— Exercise —
Once the line with "# place a dot on every instance of the short" is reached, output it and every line after it, exactly, through the end of the records below. Pictures are skipped.
■ ■ ■ ■
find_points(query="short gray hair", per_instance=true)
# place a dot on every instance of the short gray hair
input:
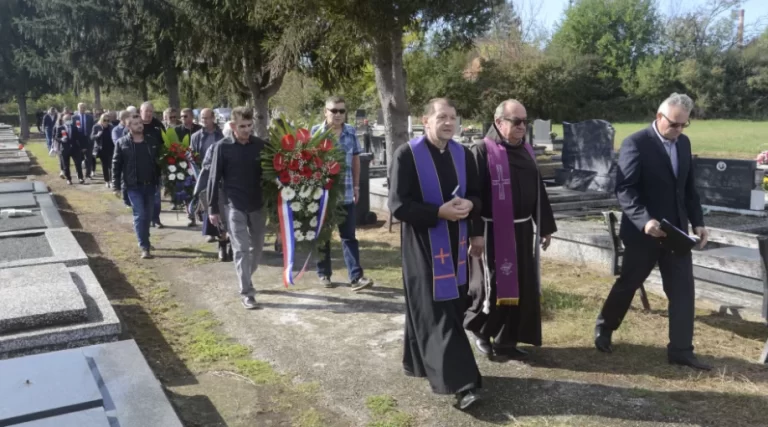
(676, 99)
(499, 113)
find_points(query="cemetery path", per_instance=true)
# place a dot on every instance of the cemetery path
(339, 353)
■ ■ ■ ■
— Solved exercise —
# place a dot on every instance of the short gray hair
input:
(676, 99)
(499, 113)
find_points(query="cemetery path", per_instance=true)
# place a dot on every instance of the cemetery path
(339, 353)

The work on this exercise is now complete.